Problem details — Can you reproduce the data beneath, keeping every line exact?

BEGIN

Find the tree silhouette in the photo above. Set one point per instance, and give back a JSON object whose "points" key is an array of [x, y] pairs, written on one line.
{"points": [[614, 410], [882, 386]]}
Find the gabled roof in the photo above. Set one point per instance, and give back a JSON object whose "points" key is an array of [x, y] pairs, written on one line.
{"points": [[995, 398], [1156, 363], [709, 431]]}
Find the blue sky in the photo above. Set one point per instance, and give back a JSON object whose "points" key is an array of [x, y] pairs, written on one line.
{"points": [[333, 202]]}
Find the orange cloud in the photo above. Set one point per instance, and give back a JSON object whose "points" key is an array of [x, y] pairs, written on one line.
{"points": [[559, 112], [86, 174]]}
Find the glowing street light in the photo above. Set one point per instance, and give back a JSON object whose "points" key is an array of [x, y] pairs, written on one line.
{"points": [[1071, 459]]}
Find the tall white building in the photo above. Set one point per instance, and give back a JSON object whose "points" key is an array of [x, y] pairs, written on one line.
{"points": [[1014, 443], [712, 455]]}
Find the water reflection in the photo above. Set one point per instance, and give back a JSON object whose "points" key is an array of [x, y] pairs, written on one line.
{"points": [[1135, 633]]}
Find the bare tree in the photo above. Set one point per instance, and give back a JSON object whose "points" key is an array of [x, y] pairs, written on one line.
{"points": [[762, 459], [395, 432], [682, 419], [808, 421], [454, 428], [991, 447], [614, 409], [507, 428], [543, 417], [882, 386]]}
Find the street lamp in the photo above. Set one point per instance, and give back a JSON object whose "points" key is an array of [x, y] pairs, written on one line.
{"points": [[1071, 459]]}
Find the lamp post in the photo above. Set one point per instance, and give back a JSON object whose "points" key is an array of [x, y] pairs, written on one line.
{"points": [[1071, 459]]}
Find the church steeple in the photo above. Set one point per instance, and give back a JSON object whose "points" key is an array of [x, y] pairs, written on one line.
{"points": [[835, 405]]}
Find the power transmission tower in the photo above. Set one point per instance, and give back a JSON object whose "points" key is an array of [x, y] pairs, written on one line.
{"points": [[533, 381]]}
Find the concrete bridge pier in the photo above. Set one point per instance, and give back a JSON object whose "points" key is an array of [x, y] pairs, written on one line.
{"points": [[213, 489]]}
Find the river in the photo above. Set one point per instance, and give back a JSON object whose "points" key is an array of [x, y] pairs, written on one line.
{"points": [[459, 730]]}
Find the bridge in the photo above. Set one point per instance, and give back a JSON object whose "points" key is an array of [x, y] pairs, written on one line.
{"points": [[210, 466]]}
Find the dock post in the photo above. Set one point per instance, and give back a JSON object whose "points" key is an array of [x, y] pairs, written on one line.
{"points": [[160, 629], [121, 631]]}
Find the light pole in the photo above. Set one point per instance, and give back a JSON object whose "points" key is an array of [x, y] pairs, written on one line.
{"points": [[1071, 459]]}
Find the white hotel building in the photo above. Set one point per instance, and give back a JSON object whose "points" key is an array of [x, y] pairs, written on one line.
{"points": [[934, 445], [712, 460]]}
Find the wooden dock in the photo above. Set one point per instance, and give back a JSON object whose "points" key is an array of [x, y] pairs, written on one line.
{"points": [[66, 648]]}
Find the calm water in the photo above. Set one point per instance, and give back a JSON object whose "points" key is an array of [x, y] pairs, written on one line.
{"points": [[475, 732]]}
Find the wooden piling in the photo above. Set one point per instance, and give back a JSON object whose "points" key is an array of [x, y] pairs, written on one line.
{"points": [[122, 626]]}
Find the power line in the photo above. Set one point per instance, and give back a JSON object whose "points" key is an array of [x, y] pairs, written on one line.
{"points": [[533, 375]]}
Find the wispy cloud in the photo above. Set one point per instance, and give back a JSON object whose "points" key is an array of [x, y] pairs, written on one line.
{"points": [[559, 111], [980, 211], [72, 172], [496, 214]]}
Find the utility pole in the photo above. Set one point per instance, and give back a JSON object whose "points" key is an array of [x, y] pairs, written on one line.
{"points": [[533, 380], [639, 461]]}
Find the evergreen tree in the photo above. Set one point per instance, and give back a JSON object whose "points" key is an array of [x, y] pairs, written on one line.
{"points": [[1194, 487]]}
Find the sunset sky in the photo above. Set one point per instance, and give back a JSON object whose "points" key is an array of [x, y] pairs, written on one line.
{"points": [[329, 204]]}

END

Solution for this exercise —
Find the tree silhouette in the photo above. Set one point per instance, and give back a JSON object whose "points" key is an array of [x, y] pairs, written on one line.
{"points": [[614, 410], [882, 386]]}
Find the gabled roof in the photo above. Set one point per instance, and give back a JSON object whose "points" key is an array of [x, y] pairs, written on one line.
{"points": [[995, 398], [1156, 363], [709, 431]]}
Find the blue sky in the photo above. Set one point per instance, and give back a JSON object whose "points" key is an array of [x, y] pairs, written on one line.
{"points": [[333, 202]]}
Find the orange cloud in the photo above. Set one point per instance, and give back a JSON object whose "points" key is an array of [x, y] pairs, written on one line.
{"points": [[559, 112], [86, 174]]}
Find the glowing street light in the photo above. Set one point per instance, and give back a JSON object whose "points" key is an array of [x, y] pairs, written on one line.
{"points": [[1071, 459]]}
Find the tall white building in the photo above. Set one point per instance, and give back a JSON object whose "points" key is an array of [x, y] pairs, written on one line.
{"points": [[1014, 443], [712, 455]]}
Find the water reflection in the photo above. Set one point per instance, and give back a JSON object whose "points" key is an array of [x, y] pairs, written on one line.
{"points": [[1135, 633]]}
Find the bare tree in the photo above. Set one point per instance, and give back a JSON object whose "points" key is an array of [x, y] pairs, written on one line.
{"points": [[762, 459], [395, 432], [682, 419], [808, 421], [454, 428], [991, 447], [614, 409], [507, 428], [543, 417], [882, 386]]}
Find the street lamp in the photo above. Set one point per instance, and give back a JSON object whose "points" key is an array of [x, y] pairs, written on one line.
{"points": [[1071, 459]]}
Find the lamp post in the photo above. Set one point per instance, and give back a JSON object whose "points" key is an array of [x, y] pairs, written on one line.
{"points": [[1071, 459]]}
Find the church steeple in the photo above. Set one point per instance, and give back a JSON object whose "points" key is an array of [x, y] pairs, written on one line.
{"points": [[835, 405]]}
Find the power transmission tower in the photo above. Set one point per instance, and give back a JSON object whose "points" key is an array of [x, y] pairs, written on one line.
{"points": [[533, 381]]}
Find the concrete bridge pier in the photo above. Set one point per instance, and give back a JSON object whose "points" key is an array of [x, y] pairs, written on one line.
{"points": [[213, 489]]}
Find the river in the photo above. Set one point per instance, and give back a JSON object whose "points" key is an array of [x, y] pairs, written on one line.
{"points": [[459, 730]]}
Find the bridge in the photo above. Set one point per instance, and give back a JSON object whose "points" key is an array of [x, y] pairs, written on one line.
{"points": [[210, 466]]}
Find the dock post in the photo above. Set one point per instance, and give back a JSON object whose "points" key is an array of [x, y] pairs, written on one line.
{"points": [[160, 629], [121, 631]]}
Find the light pole in the photo above. Set one point per instance, and give back a JSON object whose "points" key is an array of [x, y] pairs, written on one line.
{"points": [[1071, 459]]}
Find the white hotel building in the photo above. Set one point per instance, and give back a JSON object whose "points" key is an array of [x, y] pairs, written on one line.
{"points": [[934, 445], [712, 460]]}
Find the wooden dock in the photo above. Set one point per instance, and give back a JSON object whose "points" key is an array of [x, y] pairs, written on one line.
{"points": [[66, 648]]}
Find the calm water in the photo above. Set one point per instance, and give back a JSON object whose "points" key is an array of [x, y] pairs, written on one line.
{"points": [[475, 732]]}
Find the wooden piling in the photo above. Set one point per instance, and give back a JSON object whose "points" key is an array of [x, y] pairs, written on one line.
{"points": [[122, 626]]}
Find the power line in the photo above. Set one point per instance, and give back a JSON object whose "points" key is an array of [x, y] pairs, written on one line.
{"points": [[533, 375]]}
Find the wispy cloud in the photo above. Set one point per instance, and give back a JSON object whose "points" key is an array of [x, y] pairs, written on one line.
{"points": [[559, 111], [980, 211], [72, 172], [496, 214]]}
Find the utility pole in the photo above. Set one point per instance, and give back a JSON object whose "points" key is an array of [x, y] pairs, written on one line.
{"points": [[533, 380], [639, 461]]}
Find the evergreen tree in the photo above. Set one point per instance, and give back a JSON object whose "points" key is an array of [x, y] pairs, written on one line.
{"points": [[1194, 487]]}
Find the sunset sky in the photo above. Set one point per instance, and give back a JSON object whose "points" key is an array of [x, y] pairs, written on one line.
{"points": [[329, 204]]}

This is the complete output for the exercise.